=== Extrait du document ===
En raison notamment de sa facilité d’application, il est fréquent qu’une société octroie un prêt à son actionnaire. Bien que le procédé reste permis, il est important de respecter certaines règles, dont notamment le fameux principe de pleine concurrence vu dans la partie précédente. En effet, les conditions du prêt ne doivent pas s’éloigner de celles qui auraient été accordées par un tiers indépendant de l’actionnaire (une banque par exemple). Dans le cas contraire, il subsiste le risque à ce que l’autorité fiscale considère le prêt comme « simulé » et, de facto, comme une distribution de dividende cachée dont les conséquences peuvent être les suivantes :

Au niveau de la société

  • Correction du bénéfice imposable si des intérêts sont calculés sur le prêt ou si ce dernier a été amorti en comptabilité (charge non justifiée par l’usage commercial)
  • Réduction du capital imposable à concurrence du montant du prêt simulé ; car ce dernier est considéré comme ayant été distribué au détenteur des participations.
  • Risque de devoir verser l’impôt anticipé à l’administration fiscale. L’impôt se monte à 35% du prêt considéré comme simulé et son remboursement sera analysé au cas par cas (sur un montant de kCHF 100 requalifié en prêt simulé, un montant d’impôt anticipé de kCHF 35 pourra être perçu par l’administration).

Au niveau du détenteur des participations

  • Le prêt considéré comme du dividende sera ajouté au revenu imposable en tant que rendement de la fortune mobilière. Si les conditions sont réunies, le rendement pourra bénéficier de l’imposition partielle (détention d’au moins 10% du capital social).
  • En cas de versement de l’impôt anticipé par la société, la récupération du montant n’est pas assurée.

La possibilité pour la société d’octroyer un prêt à son actionnaire n’est cependant pas une solution à exclure. Il est néanmoins nécessaire à ce que la démarche s’accompagne du respect d’un ensemble de critères variant généralement d’une situation à l’autre, dont un des éléments essentiels est l’intention exprimée par les parties au moment de la transaction et tout au long de l’existence du prêt. A cet égard, la formalisation des conditions au travers d’un contrat de prêt conforme revêt toute son importance.
===
● **Travail demandé**
[1] Recopiez mot pour mot le passage de l'extrait sur le prêt à l'actionnaire compris entre « Au niveau du » et « n’est pas assurée. », bornes incluses.
[2] Résumez en trois phrases l'extrait sur le prêt à l'actionnaire.
=== Données fournies ===
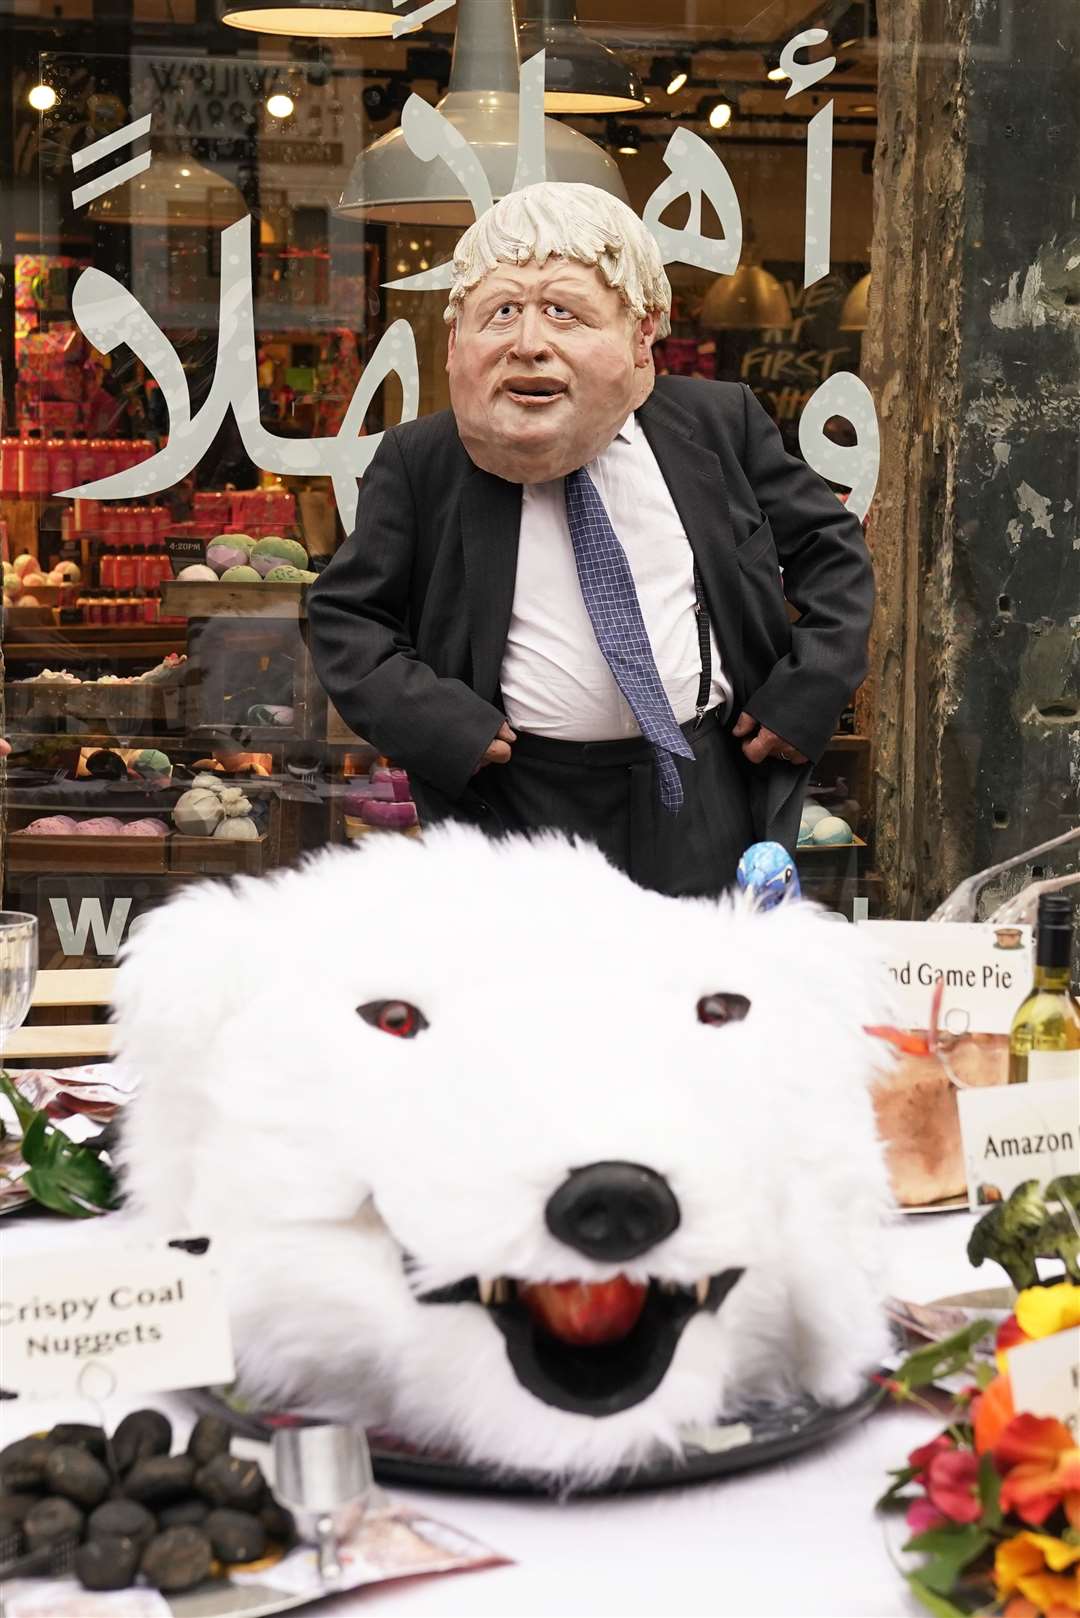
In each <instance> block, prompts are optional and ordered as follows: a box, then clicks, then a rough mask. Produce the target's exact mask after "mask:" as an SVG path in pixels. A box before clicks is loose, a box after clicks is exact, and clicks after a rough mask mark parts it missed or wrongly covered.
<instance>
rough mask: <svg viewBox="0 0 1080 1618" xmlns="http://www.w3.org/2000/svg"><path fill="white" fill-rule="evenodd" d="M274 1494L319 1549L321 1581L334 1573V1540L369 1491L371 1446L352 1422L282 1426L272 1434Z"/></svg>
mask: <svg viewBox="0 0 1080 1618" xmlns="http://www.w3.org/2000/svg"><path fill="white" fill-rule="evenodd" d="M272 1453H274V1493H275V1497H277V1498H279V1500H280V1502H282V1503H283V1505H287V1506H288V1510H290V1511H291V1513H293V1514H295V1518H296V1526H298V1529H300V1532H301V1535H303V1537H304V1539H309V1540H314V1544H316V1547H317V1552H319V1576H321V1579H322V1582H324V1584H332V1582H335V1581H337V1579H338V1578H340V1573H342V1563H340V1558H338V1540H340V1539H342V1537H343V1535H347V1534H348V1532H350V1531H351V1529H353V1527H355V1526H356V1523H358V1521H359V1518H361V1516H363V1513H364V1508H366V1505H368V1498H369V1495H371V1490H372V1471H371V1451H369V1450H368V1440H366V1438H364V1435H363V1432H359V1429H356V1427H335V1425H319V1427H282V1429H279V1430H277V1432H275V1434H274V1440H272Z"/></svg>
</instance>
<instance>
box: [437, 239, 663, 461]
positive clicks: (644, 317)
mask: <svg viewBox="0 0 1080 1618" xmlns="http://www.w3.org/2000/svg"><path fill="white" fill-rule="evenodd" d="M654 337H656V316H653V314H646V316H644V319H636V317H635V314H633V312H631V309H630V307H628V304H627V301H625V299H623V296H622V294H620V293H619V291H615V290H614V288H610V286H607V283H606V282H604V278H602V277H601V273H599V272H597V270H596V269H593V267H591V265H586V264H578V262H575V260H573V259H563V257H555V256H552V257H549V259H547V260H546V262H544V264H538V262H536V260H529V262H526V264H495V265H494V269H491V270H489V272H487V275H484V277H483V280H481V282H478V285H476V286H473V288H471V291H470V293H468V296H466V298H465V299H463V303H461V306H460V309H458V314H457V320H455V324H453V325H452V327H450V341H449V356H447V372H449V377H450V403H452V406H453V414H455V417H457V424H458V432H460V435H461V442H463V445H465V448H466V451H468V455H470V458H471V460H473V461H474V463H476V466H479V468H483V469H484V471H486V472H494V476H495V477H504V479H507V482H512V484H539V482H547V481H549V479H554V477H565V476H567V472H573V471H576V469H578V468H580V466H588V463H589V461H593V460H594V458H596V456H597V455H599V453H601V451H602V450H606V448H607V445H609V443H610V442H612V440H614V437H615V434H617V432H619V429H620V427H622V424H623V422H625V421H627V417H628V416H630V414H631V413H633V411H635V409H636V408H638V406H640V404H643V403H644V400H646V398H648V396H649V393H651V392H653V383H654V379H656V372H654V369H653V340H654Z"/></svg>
===
● **Corrigé de l'exercice**
[1]
Au niveau du détenteur des participations

  • Le prêt considéré comme du dividende sera ajouté au revenu imposable en tant que rendement de la fortune mobilière. Si les conditions sont réunies, le rendement pourra bénéficier de l’imposition partielle (détention d’au moins 10% du capital social).
  • En cas de versement de l’impôt anticipé par la société, la récupération du montant n’est pas assurée.

[2] Une société peut accorder un prêt à son actionnaire, mais les conditions de ce prêt doivent rester proches de celles qu'accorderait un tiers indépendant, sans quoi l'autorité fiscale risque de le considérer comme simulé et comme une distribution de dividende cachée. Pour la société, cela peut entraîner une correction du bénéfice imposable, une réduction du capital imposable et le versement d'un impôt anticipé de 35 % ; pour le détenteur des participations, le prêt est ajouté au revenu imposable et la récupération de l'impôt anticipé n'est pas assurée. Le prêt reste possible s'il respecte un ensemble de critères, dont l'intention des parties, et la formalisation par un contrat de prêt conforme revêt toute son importance.